Passage to read:
________________
Xiaomi Tag
- Developer: Xiaomi
- Manufacturer: Xiaomi
- Type: Bluetooth tracker
- Released: February 28, 2026
- Connectivity: BLE, NFC UWB
- Power: CR2032 battery

= Xiaomi Tag =

Bluetooth tracker developed by Xiaomi

The Xiaomi Tag or Xiaomi Tracker is a bluetooth tracker device developed and manufactured by Xiaomi. Its designed to work as a tracker for personal objects (like bags, luggage, keys and more). It was announced globally on February 28 of 2026 in Barcelona, in the Mobile World Congress 2026 (MWC26).

The Xiaomi Tag with a "double-nationality" software compatible with Apple's Find My Network through agreements like the Find My Network Accesory Program. And with the Find Hub Network from Google.

To pair a Xiaomi Tag, whether its a device with Android or iOS/iPadOS, its initial setup for basic use requires hardware capable of running Android 9 (Android Pie) or iOS 14.5 (including later versions). It requires a Google Account or an Apple ID with iCloud set up respectively.
________________
Short task 1: Please translate this sentence from the article on the Xiaomi Tag into Spanish: "The Xiaomi Tag or Xiaomi Tracker is a bluetooth tracker device developed and manufactured by Xiaomi."

Object location annotation data:
________________
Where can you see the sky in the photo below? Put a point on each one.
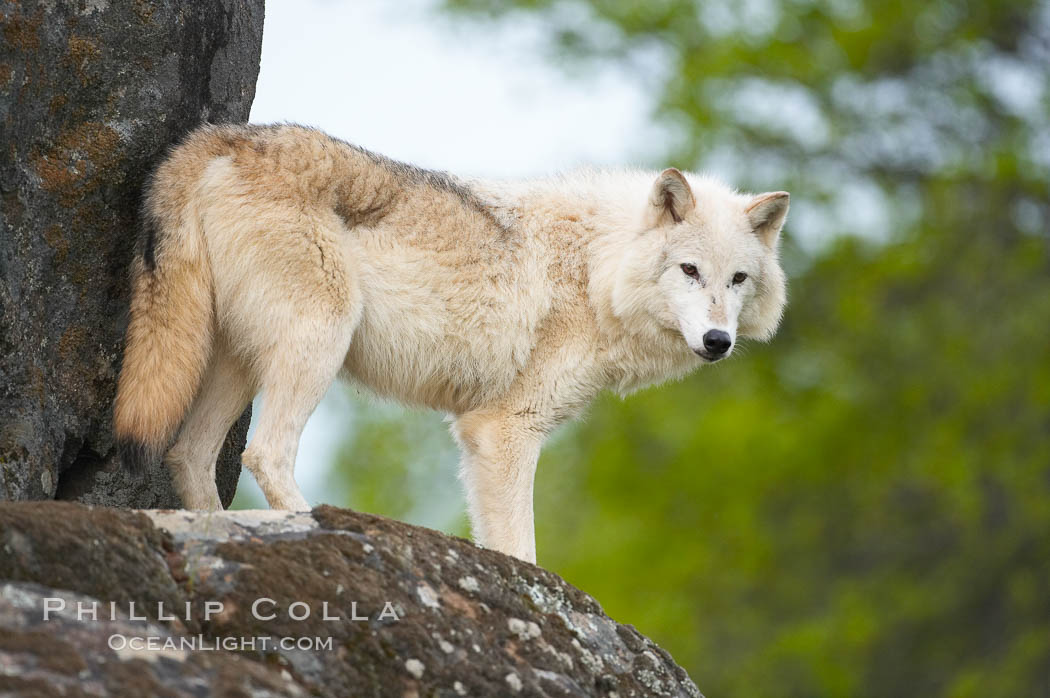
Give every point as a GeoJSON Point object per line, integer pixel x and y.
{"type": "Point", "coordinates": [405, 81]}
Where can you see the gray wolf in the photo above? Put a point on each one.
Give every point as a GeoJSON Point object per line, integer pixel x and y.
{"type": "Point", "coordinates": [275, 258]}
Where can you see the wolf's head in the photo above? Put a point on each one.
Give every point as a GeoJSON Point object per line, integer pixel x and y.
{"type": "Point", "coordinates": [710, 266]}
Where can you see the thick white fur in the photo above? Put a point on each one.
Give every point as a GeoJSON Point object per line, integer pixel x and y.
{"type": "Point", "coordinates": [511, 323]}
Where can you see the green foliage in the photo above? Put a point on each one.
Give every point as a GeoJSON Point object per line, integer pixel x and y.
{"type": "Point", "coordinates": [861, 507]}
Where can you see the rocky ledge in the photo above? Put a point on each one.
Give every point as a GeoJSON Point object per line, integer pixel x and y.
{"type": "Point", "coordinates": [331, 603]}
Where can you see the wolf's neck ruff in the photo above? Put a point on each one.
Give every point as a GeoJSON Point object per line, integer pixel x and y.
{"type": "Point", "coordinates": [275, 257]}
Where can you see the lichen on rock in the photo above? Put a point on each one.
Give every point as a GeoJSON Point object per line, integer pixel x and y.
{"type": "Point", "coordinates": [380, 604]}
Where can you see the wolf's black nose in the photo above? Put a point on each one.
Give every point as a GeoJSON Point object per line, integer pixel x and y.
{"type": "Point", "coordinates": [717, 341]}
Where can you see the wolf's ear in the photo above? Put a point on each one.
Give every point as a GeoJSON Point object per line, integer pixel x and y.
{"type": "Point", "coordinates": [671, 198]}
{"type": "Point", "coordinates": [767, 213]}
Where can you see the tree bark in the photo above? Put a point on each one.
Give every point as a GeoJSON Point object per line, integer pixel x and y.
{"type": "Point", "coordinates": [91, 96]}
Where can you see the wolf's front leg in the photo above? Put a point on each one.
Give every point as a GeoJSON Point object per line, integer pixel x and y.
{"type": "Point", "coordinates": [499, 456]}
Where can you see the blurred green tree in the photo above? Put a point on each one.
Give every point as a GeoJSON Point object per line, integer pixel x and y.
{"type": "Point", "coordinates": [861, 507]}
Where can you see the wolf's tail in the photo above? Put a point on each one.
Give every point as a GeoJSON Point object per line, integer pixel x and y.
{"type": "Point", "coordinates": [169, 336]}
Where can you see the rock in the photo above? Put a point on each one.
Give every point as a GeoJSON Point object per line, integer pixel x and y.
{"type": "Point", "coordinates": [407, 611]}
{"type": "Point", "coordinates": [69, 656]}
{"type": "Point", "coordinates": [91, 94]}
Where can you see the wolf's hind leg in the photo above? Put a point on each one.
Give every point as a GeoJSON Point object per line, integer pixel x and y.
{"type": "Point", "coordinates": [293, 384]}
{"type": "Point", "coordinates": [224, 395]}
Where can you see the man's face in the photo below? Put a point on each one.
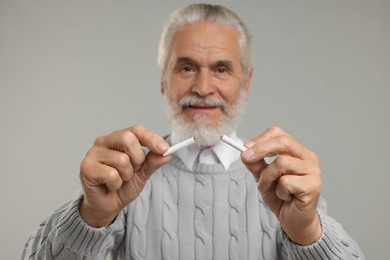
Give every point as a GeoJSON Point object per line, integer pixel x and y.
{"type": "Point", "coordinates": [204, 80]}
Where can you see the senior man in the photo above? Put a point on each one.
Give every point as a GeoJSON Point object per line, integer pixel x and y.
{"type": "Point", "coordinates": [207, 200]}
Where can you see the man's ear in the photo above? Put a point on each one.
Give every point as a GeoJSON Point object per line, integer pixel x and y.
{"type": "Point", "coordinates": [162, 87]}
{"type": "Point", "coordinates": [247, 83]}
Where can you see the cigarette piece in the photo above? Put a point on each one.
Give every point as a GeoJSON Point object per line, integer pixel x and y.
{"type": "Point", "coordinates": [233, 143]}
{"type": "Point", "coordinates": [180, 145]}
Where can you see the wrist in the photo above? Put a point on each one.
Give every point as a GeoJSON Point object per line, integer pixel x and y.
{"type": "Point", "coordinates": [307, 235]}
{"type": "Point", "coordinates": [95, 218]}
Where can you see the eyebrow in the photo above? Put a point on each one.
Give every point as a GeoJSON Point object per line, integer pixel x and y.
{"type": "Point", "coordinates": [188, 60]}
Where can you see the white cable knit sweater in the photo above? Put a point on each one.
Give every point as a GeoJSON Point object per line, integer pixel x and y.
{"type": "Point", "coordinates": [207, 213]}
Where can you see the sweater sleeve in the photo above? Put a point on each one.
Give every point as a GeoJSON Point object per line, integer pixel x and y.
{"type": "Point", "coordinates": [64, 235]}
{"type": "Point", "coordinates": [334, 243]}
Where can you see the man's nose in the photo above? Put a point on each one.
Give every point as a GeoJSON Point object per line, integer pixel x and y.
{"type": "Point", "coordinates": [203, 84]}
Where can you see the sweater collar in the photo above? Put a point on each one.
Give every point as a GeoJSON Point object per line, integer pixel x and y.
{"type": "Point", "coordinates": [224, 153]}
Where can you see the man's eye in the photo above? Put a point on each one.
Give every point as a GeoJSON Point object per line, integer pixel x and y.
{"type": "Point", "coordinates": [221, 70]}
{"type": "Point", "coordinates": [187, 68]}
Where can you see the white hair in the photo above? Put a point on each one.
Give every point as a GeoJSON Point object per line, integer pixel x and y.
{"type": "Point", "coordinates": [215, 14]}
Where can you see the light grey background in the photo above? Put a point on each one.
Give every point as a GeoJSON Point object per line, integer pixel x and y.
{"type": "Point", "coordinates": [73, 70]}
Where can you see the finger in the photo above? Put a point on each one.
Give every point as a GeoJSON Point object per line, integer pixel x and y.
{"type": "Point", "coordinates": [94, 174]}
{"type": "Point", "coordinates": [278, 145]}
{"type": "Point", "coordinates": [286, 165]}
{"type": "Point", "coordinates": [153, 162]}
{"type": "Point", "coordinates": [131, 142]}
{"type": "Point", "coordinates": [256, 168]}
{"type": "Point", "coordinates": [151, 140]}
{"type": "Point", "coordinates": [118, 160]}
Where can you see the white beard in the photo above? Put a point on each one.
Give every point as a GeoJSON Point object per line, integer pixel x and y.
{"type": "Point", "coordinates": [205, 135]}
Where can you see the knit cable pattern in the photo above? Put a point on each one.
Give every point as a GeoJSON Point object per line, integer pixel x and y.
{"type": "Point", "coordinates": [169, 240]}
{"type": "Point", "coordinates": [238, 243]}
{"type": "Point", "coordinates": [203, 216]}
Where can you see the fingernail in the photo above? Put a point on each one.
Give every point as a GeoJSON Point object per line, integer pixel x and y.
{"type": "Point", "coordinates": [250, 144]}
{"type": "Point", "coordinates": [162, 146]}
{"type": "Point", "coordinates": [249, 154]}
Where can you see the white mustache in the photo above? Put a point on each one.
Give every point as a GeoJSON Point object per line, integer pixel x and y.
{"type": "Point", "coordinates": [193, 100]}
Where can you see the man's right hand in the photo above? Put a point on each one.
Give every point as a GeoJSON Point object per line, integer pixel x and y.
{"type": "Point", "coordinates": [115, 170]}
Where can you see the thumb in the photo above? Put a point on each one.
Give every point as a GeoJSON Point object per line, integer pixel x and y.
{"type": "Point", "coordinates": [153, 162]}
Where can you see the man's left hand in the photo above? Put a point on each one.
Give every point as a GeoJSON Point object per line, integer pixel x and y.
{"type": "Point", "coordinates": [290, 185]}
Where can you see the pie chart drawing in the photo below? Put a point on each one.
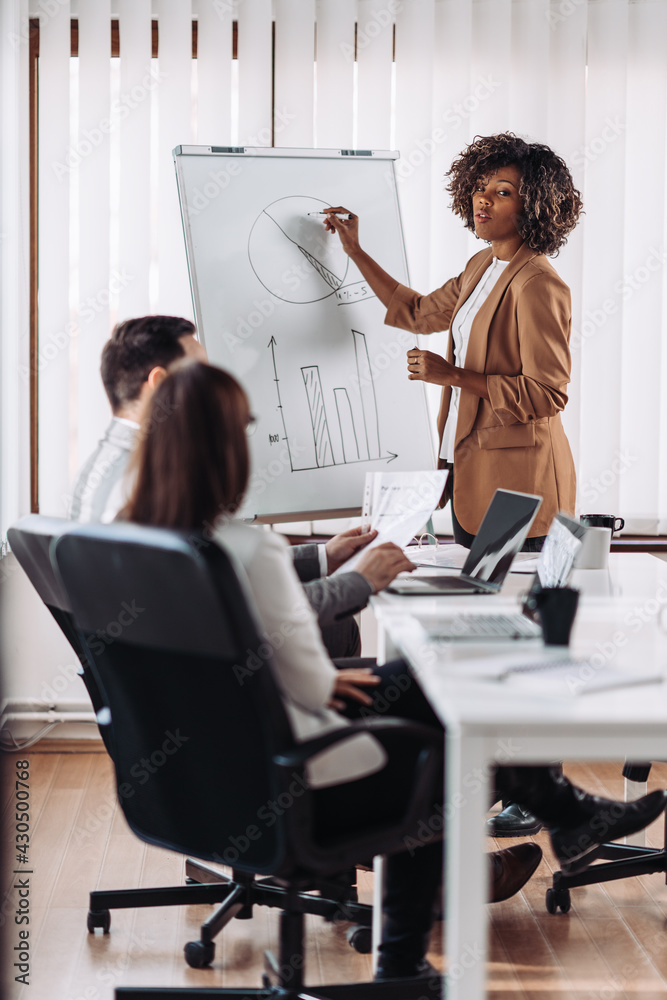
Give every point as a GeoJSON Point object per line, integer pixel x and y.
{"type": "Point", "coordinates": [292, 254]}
________________
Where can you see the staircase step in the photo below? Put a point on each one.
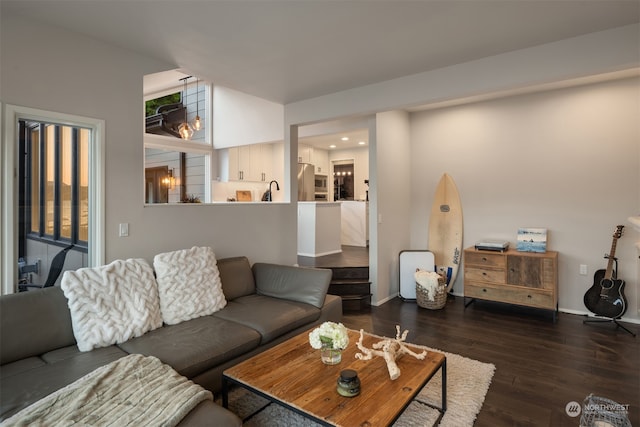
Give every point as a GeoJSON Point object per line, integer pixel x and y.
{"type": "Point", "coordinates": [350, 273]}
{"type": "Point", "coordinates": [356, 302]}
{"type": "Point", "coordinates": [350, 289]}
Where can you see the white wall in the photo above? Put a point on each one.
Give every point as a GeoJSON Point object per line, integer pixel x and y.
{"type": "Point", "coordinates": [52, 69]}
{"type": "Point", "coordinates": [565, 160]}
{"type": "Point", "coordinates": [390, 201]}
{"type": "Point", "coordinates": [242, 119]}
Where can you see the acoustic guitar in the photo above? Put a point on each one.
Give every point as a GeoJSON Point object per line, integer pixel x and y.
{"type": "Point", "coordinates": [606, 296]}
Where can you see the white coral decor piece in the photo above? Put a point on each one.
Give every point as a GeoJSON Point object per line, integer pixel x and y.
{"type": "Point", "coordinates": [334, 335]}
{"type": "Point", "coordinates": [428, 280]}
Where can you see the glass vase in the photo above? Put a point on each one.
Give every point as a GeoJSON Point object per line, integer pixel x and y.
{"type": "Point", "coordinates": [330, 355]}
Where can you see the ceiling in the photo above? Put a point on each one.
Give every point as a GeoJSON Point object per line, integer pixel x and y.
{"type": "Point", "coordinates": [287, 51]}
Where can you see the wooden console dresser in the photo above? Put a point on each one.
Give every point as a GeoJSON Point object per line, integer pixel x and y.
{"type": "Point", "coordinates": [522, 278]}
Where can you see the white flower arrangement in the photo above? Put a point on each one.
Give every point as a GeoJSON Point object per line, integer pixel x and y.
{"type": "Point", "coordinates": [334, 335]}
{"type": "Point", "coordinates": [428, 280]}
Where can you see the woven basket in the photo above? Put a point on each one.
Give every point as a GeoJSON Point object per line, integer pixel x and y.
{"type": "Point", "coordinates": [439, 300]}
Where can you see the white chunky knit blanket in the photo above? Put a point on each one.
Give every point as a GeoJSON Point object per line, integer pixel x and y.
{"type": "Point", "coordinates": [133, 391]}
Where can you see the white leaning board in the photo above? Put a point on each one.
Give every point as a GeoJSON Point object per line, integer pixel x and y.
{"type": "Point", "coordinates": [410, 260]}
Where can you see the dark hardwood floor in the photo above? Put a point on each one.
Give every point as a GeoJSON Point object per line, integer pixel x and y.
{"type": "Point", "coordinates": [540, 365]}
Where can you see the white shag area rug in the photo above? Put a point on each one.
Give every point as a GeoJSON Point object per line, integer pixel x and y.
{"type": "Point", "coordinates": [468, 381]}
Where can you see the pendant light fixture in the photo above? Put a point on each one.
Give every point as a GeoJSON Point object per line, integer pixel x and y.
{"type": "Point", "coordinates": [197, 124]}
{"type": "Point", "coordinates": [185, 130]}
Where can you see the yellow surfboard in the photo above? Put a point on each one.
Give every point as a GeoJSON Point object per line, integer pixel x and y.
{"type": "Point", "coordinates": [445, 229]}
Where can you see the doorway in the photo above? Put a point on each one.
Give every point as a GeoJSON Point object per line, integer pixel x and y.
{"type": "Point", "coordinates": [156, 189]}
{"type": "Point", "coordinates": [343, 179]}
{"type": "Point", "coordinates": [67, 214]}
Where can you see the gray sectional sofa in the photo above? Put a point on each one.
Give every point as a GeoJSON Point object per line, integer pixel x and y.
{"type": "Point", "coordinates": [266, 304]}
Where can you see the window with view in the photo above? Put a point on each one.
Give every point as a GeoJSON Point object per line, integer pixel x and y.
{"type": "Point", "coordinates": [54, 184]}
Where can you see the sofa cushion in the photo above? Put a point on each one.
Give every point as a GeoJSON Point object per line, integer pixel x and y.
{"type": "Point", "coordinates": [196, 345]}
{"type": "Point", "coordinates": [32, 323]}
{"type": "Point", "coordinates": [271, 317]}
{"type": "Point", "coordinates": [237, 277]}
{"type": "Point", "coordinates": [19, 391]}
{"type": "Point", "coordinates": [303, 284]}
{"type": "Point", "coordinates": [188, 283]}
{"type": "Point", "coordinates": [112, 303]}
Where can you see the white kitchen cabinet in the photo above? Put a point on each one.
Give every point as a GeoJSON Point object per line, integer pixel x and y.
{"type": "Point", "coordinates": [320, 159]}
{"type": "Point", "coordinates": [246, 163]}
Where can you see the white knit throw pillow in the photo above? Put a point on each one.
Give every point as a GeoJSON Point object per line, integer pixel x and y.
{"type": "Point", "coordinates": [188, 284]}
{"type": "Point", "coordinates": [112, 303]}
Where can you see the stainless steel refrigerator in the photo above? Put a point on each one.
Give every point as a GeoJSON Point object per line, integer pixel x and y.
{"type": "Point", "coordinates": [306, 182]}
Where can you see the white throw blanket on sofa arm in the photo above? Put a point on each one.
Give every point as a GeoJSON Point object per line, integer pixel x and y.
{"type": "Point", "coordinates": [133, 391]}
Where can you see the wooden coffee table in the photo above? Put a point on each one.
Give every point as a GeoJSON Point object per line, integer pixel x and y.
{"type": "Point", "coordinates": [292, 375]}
________________
Short task 2: Pick out every line of the listing that contains the word "gray".

Exercise solution 1: El Xiaomi Tag o Xiaomi Tracker es un dispositivo rastreador Bluetooth desarrollado y fabricado por Xiaomi.

Exercise solution 2:
Where can you see the gray wolf in the photo above? Put a point on each one.
Where can you see the gray sectional sofa in the photo above? Put a point on each one.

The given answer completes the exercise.